Without the pictures, can you quote each line below exactly?

─── Exercise materials

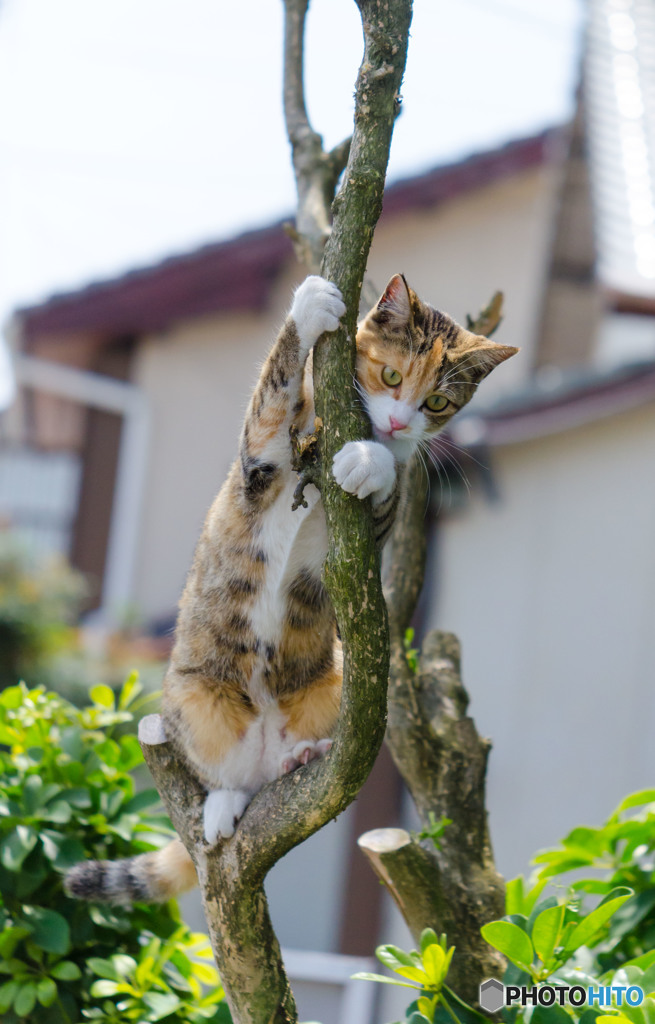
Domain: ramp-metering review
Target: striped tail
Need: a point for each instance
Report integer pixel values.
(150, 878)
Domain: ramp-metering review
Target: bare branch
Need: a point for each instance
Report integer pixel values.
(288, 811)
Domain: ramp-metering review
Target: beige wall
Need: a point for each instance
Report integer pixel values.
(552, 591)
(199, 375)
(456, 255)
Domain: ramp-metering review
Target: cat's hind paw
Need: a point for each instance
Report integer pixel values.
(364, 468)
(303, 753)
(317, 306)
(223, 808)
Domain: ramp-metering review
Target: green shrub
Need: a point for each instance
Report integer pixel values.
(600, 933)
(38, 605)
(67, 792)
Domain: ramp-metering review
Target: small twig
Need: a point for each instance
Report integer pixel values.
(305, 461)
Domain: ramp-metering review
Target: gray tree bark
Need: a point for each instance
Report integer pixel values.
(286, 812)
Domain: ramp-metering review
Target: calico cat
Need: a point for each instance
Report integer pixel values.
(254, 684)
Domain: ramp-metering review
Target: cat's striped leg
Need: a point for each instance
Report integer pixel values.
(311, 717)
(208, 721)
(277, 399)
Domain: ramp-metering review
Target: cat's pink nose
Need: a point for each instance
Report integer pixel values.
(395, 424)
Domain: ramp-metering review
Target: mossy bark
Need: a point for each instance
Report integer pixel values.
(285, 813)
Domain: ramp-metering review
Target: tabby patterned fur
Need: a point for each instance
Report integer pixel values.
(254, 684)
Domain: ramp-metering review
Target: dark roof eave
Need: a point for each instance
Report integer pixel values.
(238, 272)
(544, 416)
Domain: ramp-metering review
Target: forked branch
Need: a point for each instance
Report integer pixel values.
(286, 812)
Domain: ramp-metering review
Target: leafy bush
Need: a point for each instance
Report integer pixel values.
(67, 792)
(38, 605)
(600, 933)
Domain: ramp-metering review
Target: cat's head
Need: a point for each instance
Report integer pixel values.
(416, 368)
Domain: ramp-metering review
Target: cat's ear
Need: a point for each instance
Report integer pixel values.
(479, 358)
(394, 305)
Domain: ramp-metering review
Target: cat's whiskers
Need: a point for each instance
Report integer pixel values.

──────

** Written answer **
Domain: ramp-metering review
Target: striped tail
Need: a point for each instance
Report integer pixel values.
(150, 878)
Domain: ramp-metering review
Target: bare branch
Need: a point for each instance
Report integer pixel values.
(288, 811)
Domain: ramp-metering review
Target: beige wall
Need: a point for each instance
Report integer pixel values.
(552, 591)
(199, 375)
(456, 255)
Domain: ramp-metering review
Target: cat's hind paw
Need: a point for each instance
Report integer pixel values.
(364, 468)
(303, 753)
(317, 306)
(223, 808)
Domain: ramp-metering review
Target: green shrub
Need: a point for each instance
Report integer pixel values.
(600, 933)
(38, 605)
(67, 792)
Domain: ramp-metering review
Target: small twig
Need: a point for each instance
Report integer pixel values.
(305, 461)
Domain: ramp-metering review
Target: gray tree bark
Need: a point for each instance
Report integer pixel values.
(286, 812)
Domain: ramp-metering review
Target: calico cat
Need: a point for each instance
Report integer pixel values.
(254, 684)
Domain: ramp-metering review
Target: cat's striped leg
Need: a point for each instance
Report integer pixel values.
(311, 717)
(208, 721)
(277, 399)
Domain: ramp-metering review
Target: cat's pink nose
Need: a point for each instance
Report integer pixel values.
(395, 424)
Domain: ramp-metering review
Target: mossy bark
Need: a point for each instance
Report integer pixel values.
(285, 813)
Domain: ramp-metering review
Target: tabby patterned fur
Need: a point for each instance
Report integer pixel values.
(254, 684)
Domain: ramp-metering review
Target: dark roof eave
Need: a point for each instance
Report integer pixel values.
(238, 272)
(544, 416)
Domain: ramp-metering review
Target: forked branch
Need: a point for each instance
Report integer pixel values.
(286, 812)
Domain: ramp-metering review
Target: leafy bush
Need: a point for each instance
Report integer pixel values.
(67, 792)
(38, 605)
(600, 933)
Domain: ramp-metering review
Target: cat's head
Need: a point for each instance
Report integer pixel values.
(416, 368)
Domain: ramp-metering review
Target: cat's ear
Need: a point for each instance
Report integer pixel values.
(479, 358)
(394, 305)
Domain: ramp-metering review
Target: cat's whiskers
Need: a point for each instance
Report integer pixel values.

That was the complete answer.